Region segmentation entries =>
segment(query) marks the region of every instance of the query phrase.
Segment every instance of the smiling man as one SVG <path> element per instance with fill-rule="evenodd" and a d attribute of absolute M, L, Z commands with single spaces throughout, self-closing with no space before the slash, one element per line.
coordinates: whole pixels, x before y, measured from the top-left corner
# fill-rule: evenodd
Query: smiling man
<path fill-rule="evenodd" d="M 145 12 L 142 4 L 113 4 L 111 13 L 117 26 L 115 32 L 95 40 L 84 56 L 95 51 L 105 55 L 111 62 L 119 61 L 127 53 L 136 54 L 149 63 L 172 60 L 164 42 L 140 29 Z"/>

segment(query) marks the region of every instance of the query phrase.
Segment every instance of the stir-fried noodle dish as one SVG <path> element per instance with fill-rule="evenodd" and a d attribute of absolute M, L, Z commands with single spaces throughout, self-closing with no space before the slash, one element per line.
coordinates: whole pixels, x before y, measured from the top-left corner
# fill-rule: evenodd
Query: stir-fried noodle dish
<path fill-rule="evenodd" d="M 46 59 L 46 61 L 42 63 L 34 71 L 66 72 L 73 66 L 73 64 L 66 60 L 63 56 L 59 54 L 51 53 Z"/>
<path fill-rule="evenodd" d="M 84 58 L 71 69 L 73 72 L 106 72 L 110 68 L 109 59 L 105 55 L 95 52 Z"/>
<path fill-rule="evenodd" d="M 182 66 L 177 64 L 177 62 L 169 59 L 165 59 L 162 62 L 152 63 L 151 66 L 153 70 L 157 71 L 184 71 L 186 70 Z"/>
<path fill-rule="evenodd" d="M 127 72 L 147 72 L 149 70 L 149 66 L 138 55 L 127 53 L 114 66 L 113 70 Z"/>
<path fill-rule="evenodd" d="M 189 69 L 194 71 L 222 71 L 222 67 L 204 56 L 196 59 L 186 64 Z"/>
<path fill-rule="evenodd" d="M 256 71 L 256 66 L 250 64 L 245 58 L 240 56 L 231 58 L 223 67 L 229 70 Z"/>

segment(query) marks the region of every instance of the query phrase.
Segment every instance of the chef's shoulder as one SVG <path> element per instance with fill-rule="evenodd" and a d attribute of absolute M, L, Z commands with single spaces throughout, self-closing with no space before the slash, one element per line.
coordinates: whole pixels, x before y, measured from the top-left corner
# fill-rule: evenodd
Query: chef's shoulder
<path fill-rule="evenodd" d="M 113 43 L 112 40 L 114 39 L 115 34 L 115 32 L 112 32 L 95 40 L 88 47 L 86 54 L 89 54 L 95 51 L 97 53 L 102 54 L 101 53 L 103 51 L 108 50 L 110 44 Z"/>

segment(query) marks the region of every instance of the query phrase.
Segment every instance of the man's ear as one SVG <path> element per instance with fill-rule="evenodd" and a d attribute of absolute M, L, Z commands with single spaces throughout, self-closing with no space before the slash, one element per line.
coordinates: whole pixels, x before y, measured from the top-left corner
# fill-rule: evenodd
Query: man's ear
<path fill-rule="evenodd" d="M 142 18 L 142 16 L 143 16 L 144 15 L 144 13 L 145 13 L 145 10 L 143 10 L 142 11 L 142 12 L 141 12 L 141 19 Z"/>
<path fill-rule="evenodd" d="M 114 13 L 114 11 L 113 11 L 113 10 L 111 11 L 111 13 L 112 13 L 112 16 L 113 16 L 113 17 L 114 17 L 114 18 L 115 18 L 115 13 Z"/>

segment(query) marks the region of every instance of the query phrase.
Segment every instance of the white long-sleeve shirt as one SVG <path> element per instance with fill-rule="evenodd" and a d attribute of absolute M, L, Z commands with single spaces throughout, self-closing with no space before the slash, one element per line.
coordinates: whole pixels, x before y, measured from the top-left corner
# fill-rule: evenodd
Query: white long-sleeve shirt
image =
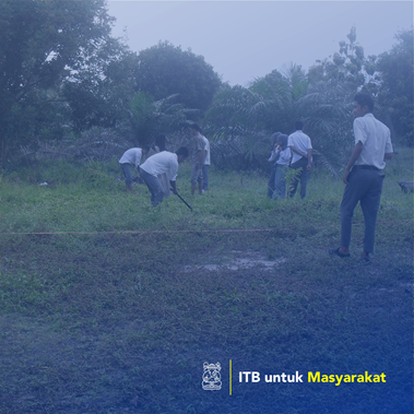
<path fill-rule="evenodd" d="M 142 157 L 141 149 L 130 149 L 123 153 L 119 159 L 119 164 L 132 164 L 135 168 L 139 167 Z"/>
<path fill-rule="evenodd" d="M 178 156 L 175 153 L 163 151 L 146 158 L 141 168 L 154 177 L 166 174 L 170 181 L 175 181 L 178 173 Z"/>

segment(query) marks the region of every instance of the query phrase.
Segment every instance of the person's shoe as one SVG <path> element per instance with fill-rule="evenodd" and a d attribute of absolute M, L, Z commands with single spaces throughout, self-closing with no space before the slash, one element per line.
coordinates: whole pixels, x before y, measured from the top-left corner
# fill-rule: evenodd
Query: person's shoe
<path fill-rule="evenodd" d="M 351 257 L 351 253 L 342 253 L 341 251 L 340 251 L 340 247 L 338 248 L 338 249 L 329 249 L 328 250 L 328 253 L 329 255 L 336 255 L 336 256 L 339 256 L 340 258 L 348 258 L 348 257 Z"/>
...
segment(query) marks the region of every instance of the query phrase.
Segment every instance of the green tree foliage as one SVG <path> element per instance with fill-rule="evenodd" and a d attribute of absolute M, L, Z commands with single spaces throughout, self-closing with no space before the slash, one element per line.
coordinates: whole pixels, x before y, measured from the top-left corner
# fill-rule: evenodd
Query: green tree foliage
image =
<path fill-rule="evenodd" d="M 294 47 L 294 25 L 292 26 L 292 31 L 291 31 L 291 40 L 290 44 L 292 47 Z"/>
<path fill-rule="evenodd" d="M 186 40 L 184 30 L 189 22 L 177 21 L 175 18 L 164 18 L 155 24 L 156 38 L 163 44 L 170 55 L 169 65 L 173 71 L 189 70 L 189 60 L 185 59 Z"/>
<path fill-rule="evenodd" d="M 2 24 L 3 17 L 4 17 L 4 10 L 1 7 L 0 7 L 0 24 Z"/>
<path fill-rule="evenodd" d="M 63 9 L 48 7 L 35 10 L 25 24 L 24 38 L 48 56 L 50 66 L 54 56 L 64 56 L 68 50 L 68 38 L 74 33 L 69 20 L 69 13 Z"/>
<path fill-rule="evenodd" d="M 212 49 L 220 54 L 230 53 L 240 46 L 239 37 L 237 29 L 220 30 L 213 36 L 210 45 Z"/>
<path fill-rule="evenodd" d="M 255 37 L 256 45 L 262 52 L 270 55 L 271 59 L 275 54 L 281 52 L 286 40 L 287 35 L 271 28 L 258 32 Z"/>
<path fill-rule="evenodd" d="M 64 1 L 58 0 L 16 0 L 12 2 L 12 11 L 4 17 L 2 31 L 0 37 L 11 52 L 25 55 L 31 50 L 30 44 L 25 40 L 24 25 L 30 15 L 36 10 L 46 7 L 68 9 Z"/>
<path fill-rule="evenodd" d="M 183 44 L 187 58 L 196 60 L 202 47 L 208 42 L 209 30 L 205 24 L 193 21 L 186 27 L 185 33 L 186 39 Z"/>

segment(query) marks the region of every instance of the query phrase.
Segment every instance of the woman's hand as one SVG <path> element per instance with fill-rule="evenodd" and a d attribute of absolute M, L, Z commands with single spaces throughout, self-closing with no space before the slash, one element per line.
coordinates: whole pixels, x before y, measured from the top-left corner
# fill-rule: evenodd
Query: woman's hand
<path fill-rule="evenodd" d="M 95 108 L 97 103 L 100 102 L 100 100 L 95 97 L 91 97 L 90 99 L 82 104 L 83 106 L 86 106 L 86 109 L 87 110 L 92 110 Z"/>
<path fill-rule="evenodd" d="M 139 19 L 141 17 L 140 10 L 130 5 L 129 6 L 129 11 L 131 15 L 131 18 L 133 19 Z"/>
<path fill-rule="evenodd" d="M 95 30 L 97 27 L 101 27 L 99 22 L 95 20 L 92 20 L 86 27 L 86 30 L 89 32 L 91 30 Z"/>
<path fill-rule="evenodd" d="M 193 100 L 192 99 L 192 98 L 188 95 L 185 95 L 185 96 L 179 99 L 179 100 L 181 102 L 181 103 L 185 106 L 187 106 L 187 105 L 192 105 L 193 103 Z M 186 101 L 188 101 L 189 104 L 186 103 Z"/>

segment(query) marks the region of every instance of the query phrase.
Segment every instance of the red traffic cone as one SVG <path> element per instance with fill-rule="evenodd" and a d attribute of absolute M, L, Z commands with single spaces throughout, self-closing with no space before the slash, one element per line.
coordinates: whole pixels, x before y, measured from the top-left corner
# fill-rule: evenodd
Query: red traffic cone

Task description => Find every line in the entries above that contains the string "traffic", matching case exactly, and copy each of those lines in full.

Exercise solution =>
Segment every instance of the red traffic cone as one SVG <path> element per instance with fill-rule="evenodd" and a d attribute of absolute M, L, Z commands with single spaces throughout, self-closing with no space before the slash, one element per line.
Query: red traffic cone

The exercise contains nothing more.